==== TEKST DO PRZECZYTANIA ====

Dziennik.pl: Od jesieni na antenie TVN Style zagości kolejny już program telewizyjny z Twoim udziałem. Czy można powiedzieć, że Marcina Tyszkę ciągnie do telewizji?
Marcin Tyszka: Można powiedzieć, że telewizja ciągnie Marcina Tyszkę do siebie. Tak bym to ujął. Całą młodość spędziłem w telewizji, a dokładnie w Jedynce, w programie "5-10-15", później miałem długą przerwę i kiedy cztery lata temu dostałem propozycję z "Top Model", jakoś tak się okazało, że mimo, iż myślałem, że pojawię się na występach gościnnych, oni nie chcą mnie puścić (śmiech). Tak więc, jeżeli dostaję ciekawą propozycję i ktoś ma w głowie program pisany specjalnie dla mnie, to czemu nie. Szczególnie, że "Projekt Tyszka" nagrywamy głównie w wakacje, więc zamiast wylegiwać się na plaży, pracujemy nad nowym programem.
Porozmawiajmy zatem o tym. Czego widzowie mogą się spodziewać po "Projekcie Tyszka"? Czy to będzie bardziej program o modzie, czy o fotografii?
To jest przede wszystkim program rozrywkowy. Będzie tam wiele, bardzo konkretnych rad dla ludzi, którzy lubią się bawić fotografią, a nie mają o tym zielonego pojęcia. To są proste rady, z serii – co zrobić, żeby lepiej wyglądać na zdjęciu. Nie jest to żadna wyższa szkoła jazdy, ani profesjonalny poradnik. To jest przede wszystkim program o moim życiu i o profesjonalnych sesjach. Będzie się wiele działo, największe gwiazdy, zaplecze sesji dla największych magazynów, troszeczkę takie reality show. Udało mi się wpuścić kamerę w miejsca i sytuacje, w których nigdy ona nam nie towarzyszyła, więc niektórzy byli nawet wkurzeni, że nagrywano ich podczas ciężkiej pracy, gdzie nie zawsze jest miło, a czasami nawet się kłócimy.

====

— ZADANIA DO WYKONANIA —
[A] W którym programie Jedynki, jak podaje wywiad z Marcinem Tyszką, spędził on całą młodość?
[B] Proszę rozwinąć wywiad z Marcinem Tyszką o jego programie, dopisując dalszy ciąg od miejsca, w którym tekst się urywa.

==== WIERSZE ====

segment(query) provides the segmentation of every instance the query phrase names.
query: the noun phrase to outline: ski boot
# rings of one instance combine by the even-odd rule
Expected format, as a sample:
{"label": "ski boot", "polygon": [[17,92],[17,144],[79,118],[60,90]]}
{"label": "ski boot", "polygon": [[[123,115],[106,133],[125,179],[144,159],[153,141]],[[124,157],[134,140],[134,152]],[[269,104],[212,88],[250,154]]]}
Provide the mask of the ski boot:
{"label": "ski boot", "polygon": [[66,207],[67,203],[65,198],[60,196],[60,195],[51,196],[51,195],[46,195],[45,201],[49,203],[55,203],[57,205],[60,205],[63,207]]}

====

— ROZWIĄZANE ZADANIA —
[A] W programie "5-10-15".

[B]
Ponadto pojawi się wiele dużych gwiazd, z którymi kiedyś pracowałem. Teraz spotkamy się i porozmawiamy o naszych pierwszych sesjach. Myślę, że będziecie zaskoczeni, jak zobaczycie największe polskie gwiazdy, na zdjęciach sprzed 20 lat. Wtedy nie było Internetu, więc tych zdjęć nigdzie nie ma.
Te gwiazdy będą Twoimi gośćmi w programie?
Tak, to są naprawdę największe polskie nazwiska z którymi rozmawiam bardzo prywatnie i które są mega zaskoczone, jak widzą zdjęcia, które kiedyś im robiłem, a o których oni sami zapomnieli. Tak jak Kuba Wojewódzki, któremu przyniosłem zdjęcie z Edytą Olszówką sprzed 15 lat. Był bardzo zaskoczony.
Czy w Twoim programie znajdą coś dla siebie miłośnicy mody?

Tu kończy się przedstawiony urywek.